Dataset entries:

<<<<

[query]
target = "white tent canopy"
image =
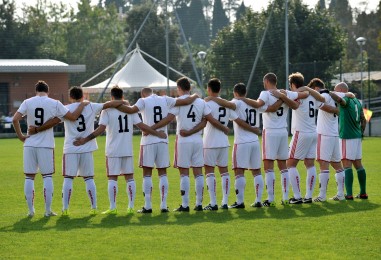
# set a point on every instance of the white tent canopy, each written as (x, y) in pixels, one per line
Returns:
(134, 76)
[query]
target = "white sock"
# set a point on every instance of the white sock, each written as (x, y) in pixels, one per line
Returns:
(310, 182)
(112, 192)
(225, 183)
(48, 192)
(67, 190)
(163, 185)
(295, 182)
(184, 189)
(211, 184)
(340, 178)
(199, 187)
(29, 193)
(270, 185)
(258, 187)
(131, 192)
(91, 192)
(240, 184)
(323, 179)
(147, 191)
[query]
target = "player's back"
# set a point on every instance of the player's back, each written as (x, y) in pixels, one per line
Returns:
(81, 128)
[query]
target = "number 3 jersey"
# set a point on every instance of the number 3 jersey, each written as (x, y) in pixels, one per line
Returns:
(38, 110)
(153, 109)
(82, 127)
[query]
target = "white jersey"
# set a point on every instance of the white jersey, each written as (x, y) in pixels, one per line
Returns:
(153, 109)
(188, 117)
(278, 119)
(327, 123)
(38, 110)
(119, 131)
(251, 116)
(81, 128)
(213, 137)
(303, 118)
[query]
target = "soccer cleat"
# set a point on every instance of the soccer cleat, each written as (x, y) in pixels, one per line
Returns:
(319, 199)
(210, 207)
(307, 200)
(362, 196)
(256, 204)
(295, 201)
(338, 198)
(268, 203)
(50, 214)
(198, 208)
(225, 206)
(144, 210)
(235, 205)
(182, 209)
(348, 197)
(110, 212)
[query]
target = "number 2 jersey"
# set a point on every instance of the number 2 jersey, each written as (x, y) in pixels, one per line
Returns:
(80, 128)
(38, 110)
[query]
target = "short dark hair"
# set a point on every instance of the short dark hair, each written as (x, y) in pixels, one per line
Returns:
(297, 79)
(183, 83)
(271, 77)
(240, 89)
(316, 82)
(42, 86)
(117, 93)
(215, 85)
(76, 92)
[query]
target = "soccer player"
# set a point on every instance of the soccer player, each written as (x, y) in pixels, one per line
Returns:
(154, 150)
(328, 147)
(119, 160)
(352, 125)
(39, 148)
(275, 135)
(304, 139)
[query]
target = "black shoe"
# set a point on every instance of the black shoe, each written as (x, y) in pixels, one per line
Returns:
(210, 207)
(295, 201)
(362, 196)
(198, 208)
(144, 210)
(235, 205)
(182, 209)
(256, 205)
(225, 206)
(307, 200)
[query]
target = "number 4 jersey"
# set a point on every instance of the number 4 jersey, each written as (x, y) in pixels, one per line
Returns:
(82, 127)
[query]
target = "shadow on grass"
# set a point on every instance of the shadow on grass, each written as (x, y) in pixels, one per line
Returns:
(313, 210)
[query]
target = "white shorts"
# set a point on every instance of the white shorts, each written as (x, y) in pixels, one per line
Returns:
(247, 156)
(216, 156)
(303, 146)
(328, 148)
(116, 166)
(38, 158)
(351, 149)
(154, 154)
(189, 155)
(274, 144)
(78, 164)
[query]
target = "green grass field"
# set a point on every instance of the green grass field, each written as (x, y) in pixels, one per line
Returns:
(331, 230)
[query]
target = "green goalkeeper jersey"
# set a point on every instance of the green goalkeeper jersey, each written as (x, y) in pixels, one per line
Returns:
(349, 119)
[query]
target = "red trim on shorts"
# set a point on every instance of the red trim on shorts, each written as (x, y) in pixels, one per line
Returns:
(293, 148)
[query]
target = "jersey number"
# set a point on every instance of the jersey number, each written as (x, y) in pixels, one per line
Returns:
(251, 116)
(39, 114)
(121, 128)
(191, 114)
(81, 123)
(157, 116)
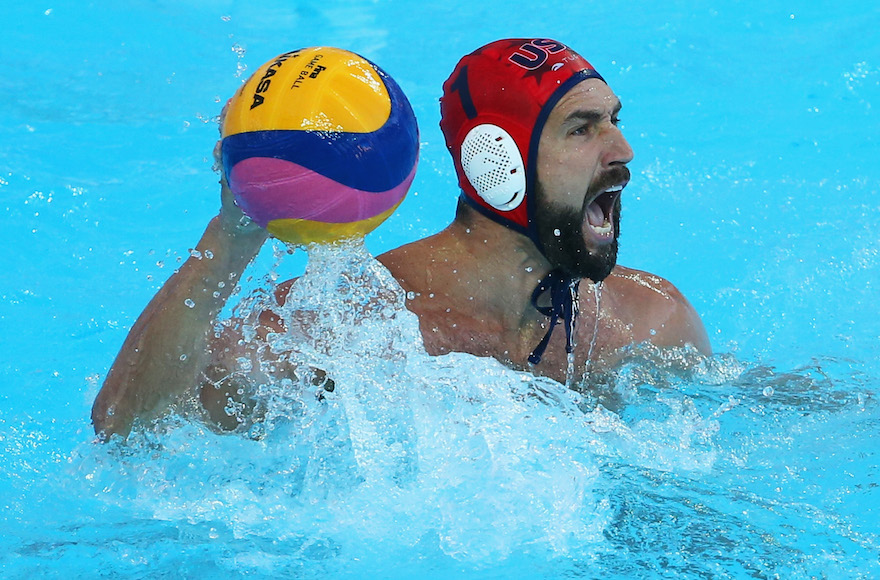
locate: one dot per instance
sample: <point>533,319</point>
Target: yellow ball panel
<point>313,89</point>
<point>301,232</point>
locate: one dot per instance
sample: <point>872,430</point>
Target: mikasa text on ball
<point>318,145</point>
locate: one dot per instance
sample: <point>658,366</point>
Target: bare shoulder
<point>656,310</point>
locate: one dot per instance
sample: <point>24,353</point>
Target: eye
<point>581,130</point>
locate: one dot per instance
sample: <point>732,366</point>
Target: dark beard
<point>568,251</point>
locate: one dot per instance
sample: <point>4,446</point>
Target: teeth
<point>604,229</point>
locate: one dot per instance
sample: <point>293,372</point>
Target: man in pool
<point>541,162</point>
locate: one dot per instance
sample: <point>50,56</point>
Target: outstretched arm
<point>167,350</point>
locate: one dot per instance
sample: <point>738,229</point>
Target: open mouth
<point>599,214</point>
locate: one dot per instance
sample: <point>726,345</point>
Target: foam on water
<point>408,454</point>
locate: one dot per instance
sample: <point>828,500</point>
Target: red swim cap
<point>493,110</point>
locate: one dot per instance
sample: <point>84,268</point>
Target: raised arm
<point>166,351</point>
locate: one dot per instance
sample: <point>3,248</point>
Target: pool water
<point>754,190</point>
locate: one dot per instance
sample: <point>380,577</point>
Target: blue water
<point>755,129</point>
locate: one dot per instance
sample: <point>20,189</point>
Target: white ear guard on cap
<point>494,166</point>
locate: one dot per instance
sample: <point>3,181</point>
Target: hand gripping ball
<point>318,145</point>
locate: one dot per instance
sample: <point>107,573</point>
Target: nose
<point>617,150</point>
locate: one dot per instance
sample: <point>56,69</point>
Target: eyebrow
<point>591,115</point>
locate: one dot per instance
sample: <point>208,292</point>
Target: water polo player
<point>533,132</point>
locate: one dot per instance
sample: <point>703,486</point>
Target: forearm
<point>167,349</point>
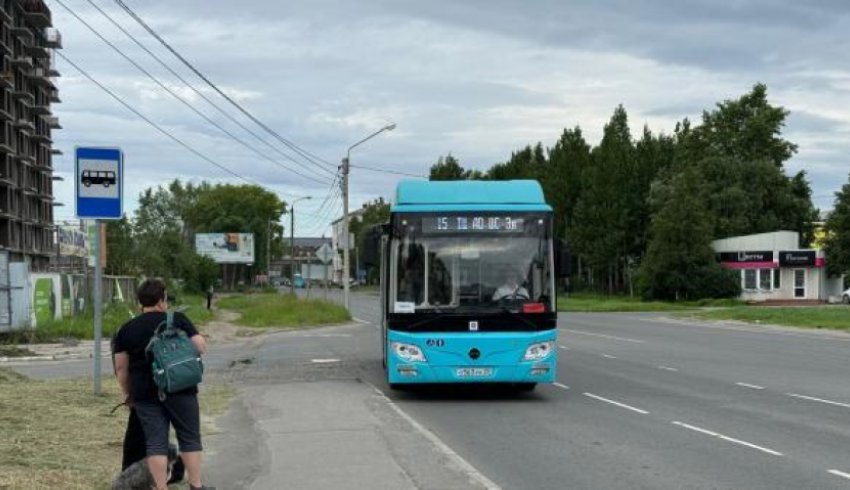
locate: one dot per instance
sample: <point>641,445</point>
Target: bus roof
<point>469,195</point>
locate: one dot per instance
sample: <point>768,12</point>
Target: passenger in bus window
<point>511,288</point>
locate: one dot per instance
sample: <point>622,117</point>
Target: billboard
<point>226,248</point>
<point>72,241</point>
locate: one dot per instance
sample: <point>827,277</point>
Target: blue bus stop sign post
<point>99,190</point>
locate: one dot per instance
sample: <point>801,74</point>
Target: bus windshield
<point>476,262</point>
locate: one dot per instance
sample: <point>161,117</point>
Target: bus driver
<point>511,289</point>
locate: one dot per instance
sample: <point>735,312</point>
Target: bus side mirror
<point>372,247</point>
<point>563,259</point>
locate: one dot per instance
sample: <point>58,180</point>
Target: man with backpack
<point>157,406</point>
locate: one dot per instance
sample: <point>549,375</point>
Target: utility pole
<point>291,250</point>
<point>345,239</point>
<point>346,165</point>
<point>292,242</point>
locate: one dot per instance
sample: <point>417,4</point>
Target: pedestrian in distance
<point>158,413</point>
<point>209,297</point>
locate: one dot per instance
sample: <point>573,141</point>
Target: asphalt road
<point>644,401</point>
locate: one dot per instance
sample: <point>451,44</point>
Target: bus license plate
<point>473,372</point>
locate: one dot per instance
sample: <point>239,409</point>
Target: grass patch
<point>114,315</point>
<point>283,310</point>
<point>57,434</point>
<point>590,303</point>
<point>823,317</point>
<point>584,302</point>
<point>14,351</point>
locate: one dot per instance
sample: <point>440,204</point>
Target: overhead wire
<point>289,144</point>
<point>385,171</point>
<point>183,101</point>
<point>155,125</point>
<point>195,90</point>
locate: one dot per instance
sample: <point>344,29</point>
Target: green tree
<point>838,233</point>
<point>448,168</point>
<point>120,248</point>
<point>680,263</point>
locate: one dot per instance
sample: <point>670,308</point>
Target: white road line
<point>463,464</point>
<point>612,402</point>
<point>611,337</point>
<point>839,404</point>
<point>727,438</point>
<point>747,385</point>
<point>840,473</point>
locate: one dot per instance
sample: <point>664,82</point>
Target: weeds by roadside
<point>57,434</point>
<point>823,317</point>
<point>285,311</point>
<point>585,302</point>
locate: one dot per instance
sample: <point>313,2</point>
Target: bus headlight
<point>408,352</point>
<point>538,351</point>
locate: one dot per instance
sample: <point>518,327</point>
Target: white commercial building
<point>774,267</point>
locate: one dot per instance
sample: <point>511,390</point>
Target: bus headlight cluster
<point>538,351</point>
<point>408,352</point>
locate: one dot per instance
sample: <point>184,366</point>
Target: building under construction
<point>27,75</point>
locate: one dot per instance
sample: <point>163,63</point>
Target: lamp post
<point>292,242</point>
<point>346,165</point>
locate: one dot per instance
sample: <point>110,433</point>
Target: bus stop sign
<point>99,183</point>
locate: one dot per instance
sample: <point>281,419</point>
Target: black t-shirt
<point>133,338</point>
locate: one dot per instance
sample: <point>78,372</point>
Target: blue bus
<point>468,284</point>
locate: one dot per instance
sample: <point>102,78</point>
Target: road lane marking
<point>621,405</point>
<point>727,438</point>
<point>747,385</point>
<point>840,473</point>
<point>611,337</point>
<point>821,400</point>
<point>464,465</point>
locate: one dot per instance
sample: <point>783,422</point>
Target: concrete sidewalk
<point>329,435</point>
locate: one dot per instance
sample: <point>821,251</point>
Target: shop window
<point>764,279</point>
<point>749,278</point>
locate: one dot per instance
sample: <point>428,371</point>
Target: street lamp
<point>292,242</point>
<point>346,165</point>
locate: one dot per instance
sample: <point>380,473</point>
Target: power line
<point>155,125</point>
<point>183,101</point>
<point>195,90</point>
<point>307,155</point>
<point>394,172</point>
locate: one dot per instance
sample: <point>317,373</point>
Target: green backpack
<point>176,362</point>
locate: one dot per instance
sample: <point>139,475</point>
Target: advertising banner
<point>226,248</point>
<point>72,242</point>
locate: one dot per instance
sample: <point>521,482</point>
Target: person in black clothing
<point>133,370</point>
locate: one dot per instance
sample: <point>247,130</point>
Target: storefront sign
<point>744,257</point>
<point>798,258</point>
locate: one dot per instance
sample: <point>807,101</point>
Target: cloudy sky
<point>474,78</point>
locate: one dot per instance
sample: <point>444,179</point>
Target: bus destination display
<point>455,223</point>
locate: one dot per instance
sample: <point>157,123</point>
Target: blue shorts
<point>179,410</point>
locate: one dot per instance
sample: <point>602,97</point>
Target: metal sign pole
<point>98,305</point>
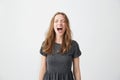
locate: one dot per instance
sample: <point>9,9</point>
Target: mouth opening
<point>59,29</point>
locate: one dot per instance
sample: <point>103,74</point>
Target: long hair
<point>50,37</point>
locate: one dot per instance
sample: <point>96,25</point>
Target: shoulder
<point>74,43</point>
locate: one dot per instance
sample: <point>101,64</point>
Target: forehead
<point>59,16</point>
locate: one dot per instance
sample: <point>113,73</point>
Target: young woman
<point>60,52</point>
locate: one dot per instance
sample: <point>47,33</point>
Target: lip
<point>59,29</point>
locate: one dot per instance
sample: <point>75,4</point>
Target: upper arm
<point>76,62</point>
<point>43,62</point>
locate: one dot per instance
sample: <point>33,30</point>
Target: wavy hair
<point>50,37</point>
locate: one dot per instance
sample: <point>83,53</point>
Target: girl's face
<point>59,25</point>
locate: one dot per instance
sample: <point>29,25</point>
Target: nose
<point>59,22</point>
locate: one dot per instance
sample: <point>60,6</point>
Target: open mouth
<point>59,29</point>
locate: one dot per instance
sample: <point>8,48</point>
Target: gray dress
<point>59,65</point>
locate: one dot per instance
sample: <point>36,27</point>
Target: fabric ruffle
<point>58,76</point>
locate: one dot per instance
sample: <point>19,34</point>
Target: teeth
<point>59,28</point>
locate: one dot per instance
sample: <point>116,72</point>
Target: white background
<point>95,25</point>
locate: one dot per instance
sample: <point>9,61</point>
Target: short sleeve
<point>76,50</point>
<point>41,51</point>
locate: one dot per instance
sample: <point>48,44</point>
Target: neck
<point>58,39</point>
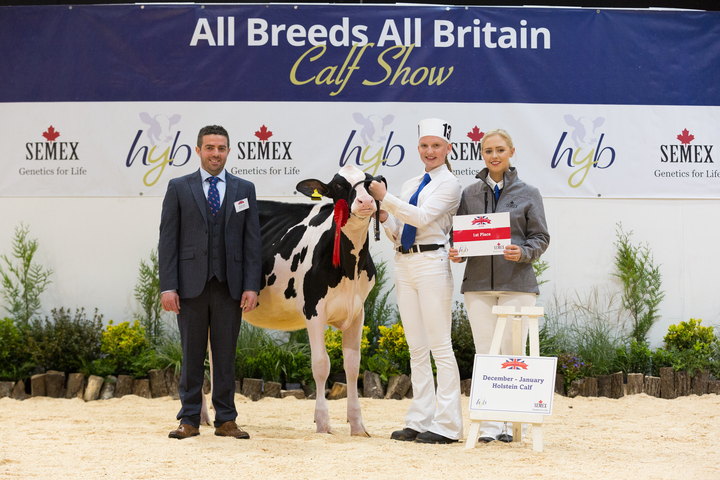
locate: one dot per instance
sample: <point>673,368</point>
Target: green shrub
<point>65,342</point>
<point>333,345</point>
<point>381,365</point>
<point>591,326</point>
<point>393,346</point>
<point>641,282</point>
<point>378,312</point>
<point>23,283</point>
<point>685,335</point>
<point>634,358</point>
<point>124,346</point>
<point>462,340</point>
<point>15,363</point>
<point>661,358</point>
<point>573,367</point>
<point>147,293</point>
<point>169,352</point>
<point>692,347</point>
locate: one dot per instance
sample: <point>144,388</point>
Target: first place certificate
<point>483,234</point>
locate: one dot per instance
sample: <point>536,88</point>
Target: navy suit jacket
<point>182,251</point>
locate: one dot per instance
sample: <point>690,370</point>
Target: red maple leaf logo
<point>475,135</point>
<point>263,134</point>
<point>51,134</point>
<point>686,138</point>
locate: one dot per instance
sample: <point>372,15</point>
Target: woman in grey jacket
<point>510,279</point>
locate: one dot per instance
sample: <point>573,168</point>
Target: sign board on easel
<point>513,384</point>
<point>491,399</point>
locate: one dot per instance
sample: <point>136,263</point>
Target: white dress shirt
<point>437,203</point>
<point>221,183</point>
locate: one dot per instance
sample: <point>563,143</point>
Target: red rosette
<point>340,215</point>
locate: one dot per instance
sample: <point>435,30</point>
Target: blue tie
<point>214,196</point>
<point>408,236</point>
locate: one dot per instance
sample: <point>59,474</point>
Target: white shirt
<point>437,203</point>
<point>221,183</point>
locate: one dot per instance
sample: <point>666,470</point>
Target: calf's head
<point>350,185</point>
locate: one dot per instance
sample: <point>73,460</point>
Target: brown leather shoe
<point>184,431</point>
<point>230,429</point>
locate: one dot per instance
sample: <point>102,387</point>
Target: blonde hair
<point>500,132</point>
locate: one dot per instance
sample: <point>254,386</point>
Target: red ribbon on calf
<point>340,215</point>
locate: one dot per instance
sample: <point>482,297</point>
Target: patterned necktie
<point>214,196</point>
<point>408,236</point>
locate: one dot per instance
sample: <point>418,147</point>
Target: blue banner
<point>333,53</point>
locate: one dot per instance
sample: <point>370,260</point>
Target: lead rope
<point>376,228</point>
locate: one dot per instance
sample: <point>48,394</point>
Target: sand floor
<point>636,437</point>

>>>>

STATED EXERCISE: Please collect every line in the entries above that contains the word "shadow", matching case exactly.

OUTPUT OF THE EXERCISE:
target = "shadow on grass"
# set a point on every instance of the shadow on grass, each written as (x, y) in pixels, one per line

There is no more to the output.